*SET TASK:* Can you copy the material below from the line with "the wooden coffee" to the line with "pixel 438 333", including both of those lines?

*THE INPUT:*

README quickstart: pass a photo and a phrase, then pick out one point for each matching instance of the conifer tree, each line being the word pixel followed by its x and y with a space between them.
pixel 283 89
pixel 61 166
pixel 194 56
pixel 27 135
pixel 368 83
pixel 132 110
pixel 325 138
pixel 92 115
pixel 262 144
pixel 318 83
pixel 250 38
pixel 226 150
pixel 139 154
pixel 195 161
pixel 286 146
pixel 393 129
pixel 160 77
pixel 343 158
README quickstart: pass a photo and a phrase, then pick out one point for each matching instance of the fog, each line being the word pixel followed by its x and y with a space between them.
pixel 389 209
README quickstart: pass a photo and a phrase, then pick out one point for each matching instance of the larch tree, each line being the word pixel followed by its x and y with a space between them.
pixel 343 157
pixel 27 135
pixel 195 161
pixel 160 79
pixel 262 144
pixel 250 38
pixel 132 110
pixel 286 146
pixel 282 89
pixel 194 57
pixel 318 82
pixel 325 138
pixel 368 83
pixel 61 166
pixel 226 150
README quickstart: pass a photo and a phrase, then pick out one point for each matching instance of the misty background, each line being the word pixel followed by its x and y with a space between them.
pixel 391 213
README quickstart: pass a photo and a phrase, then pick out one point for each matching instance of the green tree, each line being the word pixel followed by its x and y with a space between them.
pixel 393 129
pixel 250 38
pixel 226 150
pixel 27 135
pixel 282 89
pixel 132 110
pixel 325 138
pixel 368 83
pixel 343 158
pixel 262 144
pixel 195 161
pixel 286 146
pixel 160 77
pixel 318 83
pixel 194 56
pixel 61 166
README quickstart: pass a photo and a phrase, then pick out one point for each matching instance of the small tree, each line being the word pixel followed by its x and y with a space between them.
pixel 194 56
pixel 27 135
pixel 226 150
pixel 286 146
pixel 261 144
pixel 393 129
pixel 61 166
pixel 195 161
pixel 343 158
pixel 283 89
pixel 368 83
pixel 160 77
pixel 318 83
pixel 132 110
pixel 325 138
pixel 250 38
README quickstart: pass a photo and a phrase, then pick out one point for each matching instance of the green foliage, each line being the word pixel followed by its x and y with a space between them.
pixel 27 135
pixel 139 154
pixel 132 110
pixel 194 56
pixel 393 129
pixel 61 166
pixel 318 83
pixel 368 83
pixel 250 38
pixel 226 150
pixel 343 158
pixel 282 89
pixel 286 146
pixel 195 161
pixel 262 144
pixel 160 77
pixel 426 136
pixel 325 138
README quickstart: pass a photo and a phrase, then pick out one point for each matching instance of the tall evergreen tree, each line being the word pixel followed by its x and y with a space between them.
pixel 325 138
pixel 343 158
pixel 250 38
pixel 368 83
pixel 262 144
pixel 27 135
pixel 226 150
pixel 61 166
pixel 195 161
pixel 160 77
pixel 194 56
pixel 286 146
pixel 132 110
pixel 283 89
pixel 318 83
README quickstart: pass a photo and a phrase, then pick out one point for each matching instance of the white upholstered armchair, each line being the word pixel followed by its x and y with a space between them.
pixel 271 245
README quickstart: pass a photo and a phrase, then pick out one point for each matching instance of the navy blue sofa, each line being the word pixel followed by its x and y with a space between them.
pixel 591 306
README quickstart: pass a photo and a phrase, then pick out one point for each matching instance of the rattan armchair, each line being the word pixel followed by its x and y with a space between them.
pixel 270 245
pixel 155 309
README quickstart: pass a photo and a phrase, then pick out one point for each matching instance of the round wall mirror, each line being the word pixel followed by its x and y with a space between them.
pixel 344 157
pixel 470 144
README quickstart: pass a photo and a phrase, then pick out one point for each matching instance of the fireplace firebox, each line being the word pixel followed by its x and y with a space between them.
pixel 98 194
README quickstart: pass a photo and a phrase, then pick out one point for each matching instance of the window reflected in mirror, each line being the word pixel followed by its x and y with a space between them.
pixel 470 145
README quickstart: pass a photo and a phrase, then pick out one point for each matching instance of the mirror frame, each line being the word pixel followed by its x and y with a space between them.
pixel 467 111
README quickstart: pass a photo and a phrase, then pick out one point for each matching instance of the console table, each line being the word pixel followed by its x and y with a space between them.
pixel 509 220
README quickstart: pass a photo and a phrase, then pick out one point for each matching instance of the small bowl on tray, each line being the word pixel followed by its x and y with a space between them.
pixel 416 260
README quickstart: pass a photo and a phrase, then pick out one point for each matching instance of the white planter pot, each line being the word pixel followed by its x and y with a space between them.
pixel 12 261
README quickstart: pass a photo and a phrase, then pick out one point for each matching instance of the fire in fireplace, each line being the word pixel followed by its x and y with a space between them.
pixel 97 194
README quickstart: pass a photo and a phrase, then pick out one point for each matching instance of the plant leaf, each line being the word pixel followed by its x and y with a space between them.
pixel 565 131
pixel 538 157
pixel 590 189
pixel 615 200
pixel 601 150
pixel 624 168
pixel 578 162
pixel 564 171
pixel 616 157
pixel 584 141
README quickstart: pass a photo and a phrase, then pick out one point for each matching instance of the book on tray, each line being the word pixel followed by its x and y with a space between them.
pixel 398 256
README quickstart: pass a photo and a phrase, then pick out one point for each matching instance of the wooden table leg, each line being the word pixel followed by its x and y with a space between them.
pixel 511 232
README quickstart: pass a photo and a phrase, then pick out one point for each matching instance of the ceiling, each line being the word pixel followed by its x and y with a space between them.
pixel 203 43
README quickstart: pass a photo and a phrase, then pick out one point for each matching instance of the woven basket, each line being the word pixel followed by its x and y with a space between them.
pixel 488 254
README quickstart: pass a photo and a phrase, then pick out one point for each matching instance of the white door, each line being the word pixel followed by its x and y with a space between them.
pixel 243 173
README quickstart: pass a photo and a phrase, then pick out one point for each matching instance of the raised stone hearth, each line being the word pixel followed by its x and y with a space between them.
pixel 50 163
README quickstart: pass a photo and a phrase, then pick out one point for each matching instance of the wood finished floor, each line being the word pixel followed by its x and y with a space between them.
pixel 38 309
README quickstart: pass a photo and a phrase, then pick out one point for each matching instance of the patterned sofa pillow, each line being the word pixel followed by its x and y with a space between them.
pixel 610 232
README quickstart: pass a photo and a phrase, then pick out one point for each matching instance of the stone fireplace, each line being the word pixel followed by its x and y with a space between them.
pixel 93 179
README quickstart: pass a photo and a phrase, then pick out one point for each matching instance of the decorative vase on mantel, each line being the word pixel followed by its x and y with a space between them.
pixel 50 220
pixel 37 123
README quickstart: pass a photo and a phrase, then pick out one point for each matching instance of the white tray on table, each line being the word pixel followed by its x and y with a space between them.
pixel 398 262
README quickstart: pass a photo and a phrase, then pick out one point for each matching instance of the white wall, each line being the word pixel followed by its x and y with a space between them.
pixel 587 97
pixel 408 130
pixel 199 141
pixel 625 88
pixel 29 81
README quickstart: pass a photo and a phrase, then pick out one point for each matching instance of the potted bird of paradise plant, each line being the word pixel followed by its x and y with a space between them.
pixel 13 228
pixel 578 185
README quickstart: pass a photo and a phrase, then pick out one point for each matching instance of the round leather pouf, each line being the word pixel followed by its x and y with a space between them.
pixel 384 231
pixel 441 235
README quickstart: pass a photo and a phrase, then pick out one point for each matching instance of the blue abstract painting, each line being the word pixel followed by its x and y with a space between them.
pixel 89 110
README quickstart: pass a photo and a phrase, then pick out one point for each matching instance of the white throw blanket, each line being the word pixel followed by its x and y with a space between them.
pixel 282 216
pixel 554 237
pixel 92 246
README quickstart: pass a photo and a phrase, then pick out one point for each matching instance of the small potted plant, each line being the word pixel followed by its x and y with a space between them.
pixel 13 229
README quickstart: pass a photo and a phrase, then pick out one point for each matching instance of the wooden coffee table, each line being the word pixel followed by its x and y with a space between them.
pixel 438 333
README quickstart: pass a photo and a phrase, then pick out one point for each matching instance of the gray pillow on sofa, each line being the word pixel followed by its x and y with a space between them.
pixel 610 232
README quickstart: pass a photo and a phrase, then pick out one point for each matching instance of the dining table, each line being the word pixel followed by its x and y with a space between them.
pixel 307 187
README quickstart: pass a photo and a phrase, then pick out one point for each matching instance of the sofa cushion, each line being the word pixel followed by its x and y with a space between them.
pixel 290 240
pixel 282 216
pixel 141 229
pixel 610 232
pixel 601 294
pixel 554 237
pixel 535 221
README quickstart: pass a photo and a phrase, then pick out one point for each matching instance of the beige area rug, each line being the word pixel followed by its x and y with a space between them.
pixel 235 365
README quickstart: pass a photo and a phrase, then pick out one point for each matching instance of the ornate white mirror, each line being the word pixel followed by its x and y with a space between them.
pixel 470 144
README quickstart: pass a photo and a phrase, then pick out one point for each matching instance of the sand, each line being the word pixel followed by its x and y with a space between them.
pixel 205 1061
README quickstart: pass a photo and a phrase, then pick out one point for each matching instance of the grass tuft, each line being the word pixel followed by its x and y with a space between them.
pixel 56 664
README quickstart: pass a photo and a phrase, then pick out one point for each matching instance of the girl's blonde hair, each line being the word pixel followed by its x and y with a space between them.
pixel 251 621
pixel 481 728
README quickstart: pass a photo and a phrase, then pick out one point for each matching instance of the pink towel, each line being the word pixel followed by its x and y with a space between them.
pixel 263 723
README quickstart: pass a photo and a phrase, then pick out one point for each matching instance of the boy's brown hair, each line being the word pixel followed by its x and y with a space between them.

*THE RESULT:*
README quickstart: pass a photo and a phrase, then pick out one point for each matching instance of the wooden coffee table, each line being the word pixel followed by its x and y with a space between them.
pixel 438 333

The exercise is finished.